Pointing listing
++++++++

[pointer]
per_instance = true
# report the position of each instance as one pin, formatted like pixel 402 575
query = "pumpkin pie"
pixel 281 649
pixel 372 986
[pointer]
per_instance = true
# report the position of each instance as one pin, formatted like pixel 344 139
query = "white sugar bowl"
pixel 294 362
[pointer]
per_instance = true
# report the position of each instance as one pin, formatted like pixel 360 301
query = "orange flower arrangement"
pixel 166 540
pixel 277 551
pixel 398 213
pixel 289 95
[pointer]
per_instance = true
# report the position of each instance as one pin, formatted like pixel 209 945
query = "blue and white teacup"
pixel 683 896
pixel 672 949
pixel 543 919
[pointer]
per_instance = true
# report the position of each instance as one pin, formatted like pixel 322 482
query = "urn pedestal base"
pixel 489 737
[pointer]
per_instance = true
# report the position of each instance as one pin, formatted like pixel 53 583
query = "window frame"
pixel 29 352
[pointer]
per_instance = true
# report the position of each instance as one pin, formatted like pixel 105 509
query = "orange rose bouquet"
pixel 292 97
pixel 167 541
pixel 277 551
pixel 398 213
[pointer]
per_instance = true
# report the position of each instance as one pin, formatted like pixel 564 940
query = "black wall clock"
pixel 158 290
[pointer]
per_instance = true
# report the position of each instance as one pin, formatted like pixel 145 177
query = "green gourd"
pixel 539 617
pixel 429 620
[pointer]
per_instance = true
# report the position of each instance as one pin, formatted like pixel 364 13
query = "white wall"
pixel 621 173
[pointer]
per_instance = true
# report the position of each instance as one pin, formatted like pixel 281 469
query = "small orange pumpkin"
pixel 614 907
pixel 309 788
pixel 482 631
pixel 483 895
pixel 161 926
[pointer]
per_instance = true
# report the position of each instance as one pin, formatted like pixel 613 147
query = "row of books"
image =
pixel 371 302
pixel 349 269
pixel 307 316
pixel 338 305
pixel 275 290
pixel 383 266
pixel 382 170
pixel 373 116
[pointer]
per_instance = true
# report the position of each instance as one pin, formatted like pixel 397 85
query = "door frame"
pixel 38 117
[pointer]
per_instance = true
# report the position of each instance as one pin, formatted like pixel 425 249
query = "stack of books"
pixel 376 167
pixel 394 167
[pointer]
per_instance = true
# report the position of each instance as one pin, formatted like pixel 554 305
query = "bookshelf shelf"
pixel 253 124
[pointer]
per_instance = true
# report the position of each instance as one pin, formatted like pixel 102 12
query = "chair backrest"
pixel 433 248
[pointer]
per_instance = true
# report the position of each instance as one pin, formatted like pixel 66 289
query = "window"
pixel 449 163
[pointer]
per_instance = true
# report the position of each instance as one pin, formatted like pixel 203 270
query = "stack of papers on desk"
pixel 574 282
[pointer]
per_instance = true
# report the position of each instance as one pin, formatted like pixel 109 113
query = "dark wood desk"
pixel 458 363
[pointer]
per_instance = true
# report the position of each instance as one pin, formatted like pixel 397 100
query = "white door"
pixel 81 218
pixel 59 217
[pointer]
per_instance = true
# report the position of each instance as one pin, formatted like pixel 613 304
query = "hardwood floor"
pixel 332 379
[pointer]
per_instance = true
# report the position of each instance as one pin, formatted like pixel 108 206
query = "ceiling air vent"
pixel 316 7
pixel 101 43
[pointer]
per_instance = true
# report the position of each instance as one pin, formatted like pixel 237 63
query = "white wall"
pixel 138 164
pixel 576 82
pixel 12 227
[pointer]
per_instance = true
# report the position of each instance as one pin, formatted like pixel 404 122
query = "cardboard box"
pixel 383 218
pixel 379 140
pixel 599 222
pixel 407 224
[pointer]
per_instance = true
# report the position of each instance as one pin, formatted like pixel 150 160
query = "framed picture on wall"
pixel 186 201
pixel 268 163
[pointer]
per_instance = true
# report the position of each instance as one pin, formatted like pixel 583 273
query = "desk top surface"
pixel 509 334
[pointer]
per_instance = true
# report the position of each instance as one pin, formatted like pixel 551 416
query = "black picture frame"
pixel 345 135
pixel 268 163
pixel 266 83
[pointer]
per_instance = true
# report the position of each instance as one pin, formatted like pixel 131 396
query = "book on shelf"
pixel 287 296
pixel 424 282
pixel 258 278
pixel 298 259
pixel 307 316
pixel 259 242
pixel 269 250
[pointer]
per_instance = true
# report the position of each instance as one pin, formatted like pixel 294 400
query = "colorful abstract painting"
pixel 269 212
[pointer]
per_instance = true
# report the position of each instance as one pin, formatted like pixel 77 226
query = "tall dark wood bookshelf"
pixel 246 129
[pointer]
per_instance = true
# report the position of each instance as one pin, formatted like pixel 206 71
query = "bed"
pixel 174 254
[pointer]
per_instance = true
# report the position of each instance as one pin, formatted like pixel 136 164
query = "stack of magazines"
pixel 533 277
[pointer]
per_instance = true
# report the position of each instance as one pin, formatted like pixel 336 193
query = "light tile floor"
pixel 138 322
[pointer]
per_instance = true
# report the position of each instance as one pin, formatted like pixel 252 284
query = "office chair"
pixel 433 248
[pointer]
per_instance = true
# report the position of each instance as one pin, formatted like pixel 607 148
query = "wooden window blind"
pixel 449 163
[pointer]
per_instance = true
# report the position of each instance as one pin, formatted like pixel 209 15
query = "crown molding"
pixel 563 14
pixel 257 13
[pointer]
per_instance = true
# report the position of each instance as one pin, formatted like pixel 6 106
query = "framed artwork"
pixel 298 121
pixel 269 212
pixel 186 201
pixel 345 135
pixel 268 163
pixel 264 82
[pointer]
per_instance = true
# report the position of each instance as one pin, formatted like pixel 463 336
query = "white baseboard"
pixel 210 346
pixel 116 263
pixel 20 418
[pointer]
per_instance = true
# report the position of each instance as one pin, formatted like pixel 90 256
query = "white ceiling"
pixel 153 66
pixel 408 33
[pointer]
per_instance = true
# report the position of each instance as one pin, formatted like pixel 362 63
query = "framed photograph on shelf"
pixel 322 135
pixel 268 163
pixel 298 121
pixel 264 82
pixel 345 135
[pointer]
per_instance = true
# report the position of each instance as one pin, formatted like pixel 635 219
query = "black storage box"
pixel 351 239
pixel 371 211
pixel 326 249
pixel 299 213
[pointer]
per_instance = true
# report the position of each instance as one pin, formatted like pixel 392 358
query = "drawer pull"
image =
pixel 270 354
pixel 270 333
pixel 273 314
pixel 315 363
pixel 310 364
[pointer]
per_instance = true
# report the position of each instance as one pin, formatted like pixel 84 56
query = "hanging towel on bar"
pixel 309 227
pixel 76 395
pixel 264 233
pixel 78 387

++++++++

EXERCISE PROMPT
Reproduce the listing verbatim from its first line down to the line containing "pixel 489 737", with both of those lines included.

TASK OUTPUT
[pointer]
per_instance = true
# report the position of each instance as one pin, formatted like pixel 402 575
query = "pumpkin pie"
pixel 281 649
pixel 372 986
[pointer]
per_instance = true
# report the position of each instance as one pin, formatted like pixel 344 139
query = "white sugar bowl"
pixel 294 362
[pointer]
per_instance = true
# report the position of each instance as one pin, formatted like pixel 360 301
query = "orange flower arrangement"
pixel 166 540
pixel 277 551
pixel 398 213
pixel 289 95
[pointer]
per_instance = true
# report the position of each instance as one pin, formatted like pixel 209 945
query = "blue and white teacup"
pixel 683 896
pixel 672 949
pixel 543 919
[pointer]
per_instance = true
# report the position of each instance as one pin, formatted like pixel 322 482
query = "urn pedestal base"
pixel 489 737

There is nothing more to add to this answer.